◆ Exercise task 1:
Answer these about the passage on primary sources:
(a) Which parts does a primary source usually contain?
(b) When references appear in text format, what information should you copy?
(c) In how many cases out of 10 will a search turn up the needed article?
◆ Exercise task 2:
Pick up the passage on primary sources after its last sentence and continue it.

◆ Source extract:

****************

Primary sources – are those sources of information that contain results of the actual research, and usually contain all attributes of a scholarly piece of writing, including abstract, literature review, methods, results, discussion etc. This is the kind of information you should be looking at – open the references and look at their abstracts to determine whether they meet your needs. Once you find what you need, you should take a look at the “References” section of the article you are interested in and try to look them up online. It will be the second iteration of the reference analysis in your paper that will give you the information you will need for writing your paper. It often happens the references are made in text format as opposed to the convenient hypertext format. In that case, go ahead and copy such information as the name of the author, date and name of the publication and try to search it online. Chances are – in 8 cases out of 10 you will find the article you need.

****************

◆ Data:
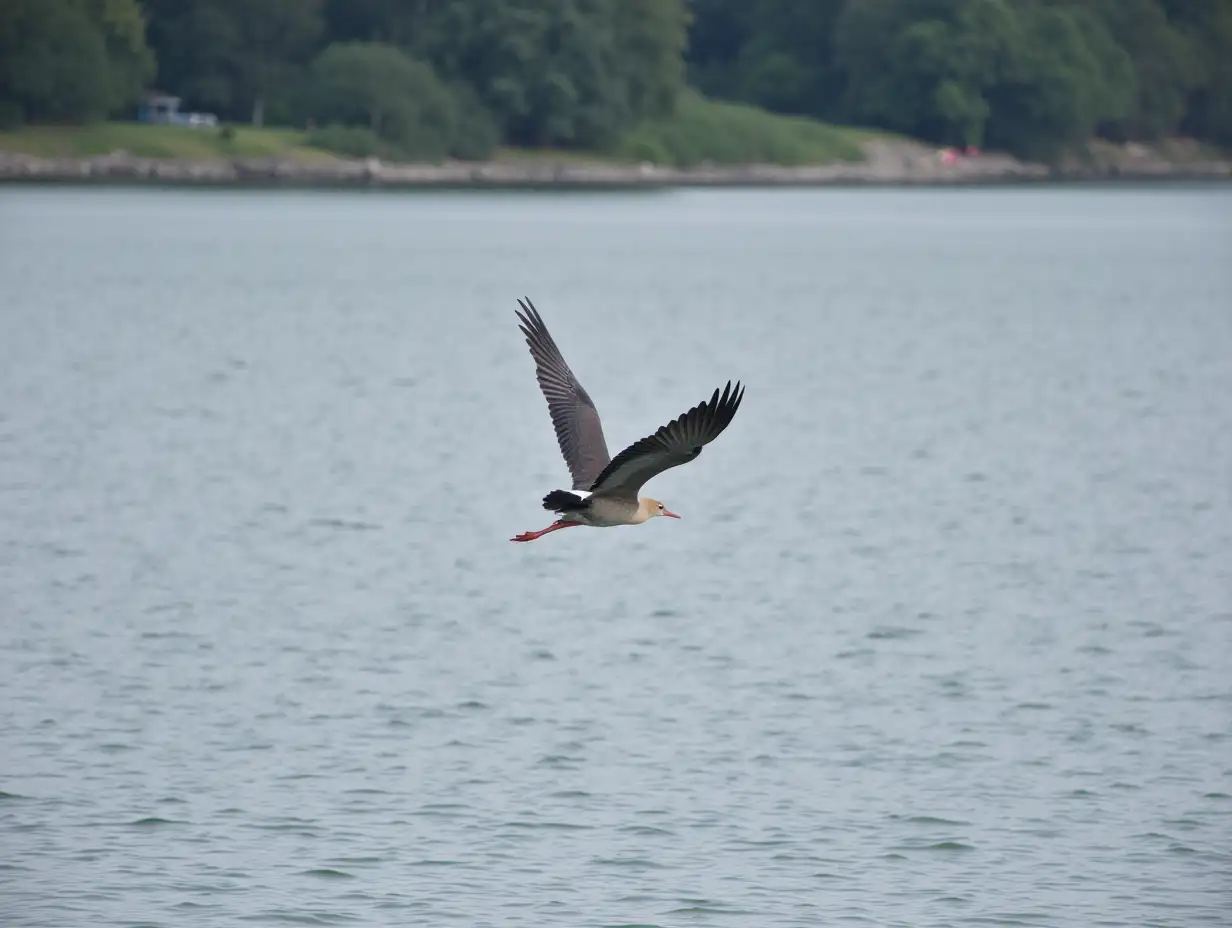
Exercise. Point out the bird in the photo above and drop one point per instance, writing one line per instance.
(605, 489)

****************

◆ Task output 1:
(a) Abstract, literature review, methods, results, and discussion.
(b) The name of the author, the date, and the name of the publication.
(c) 8.

◆ Task output 2:
How to Cite Wikipedia
If you are writing a scholarly paper, you are not allowed to cite Wikipedia – full stop. The trick to citing this information is citing the actual primary source of information, but not the Wikipedia entry itself. For example, if you are writing about Diabetes Mellitus and need to mention the role of Statin as the trigger of Diabetes, go ahead and select the reference that stands next to the word “Statins” – you will see it has a reference to a piece of research by Sattar, Price et al. (2010). By doing so you are backing all your claims with references to reliable sources of information.
The “free online encyclopedia” is a reliable source of secondary information and should be avoided in your academic writing. It can be of tremendous help when you are doing some preliminary research and are looking for research results and scholarly investigations that scholars did earlier. By simply looking at the references section of the Wiki article, you will be able to get a good number of reliable ‘first hand’ information with consistent results and credible authors. Citing Wikipedia directly is not allowed, however citing primary sources is a nice workaround that will cause no objections.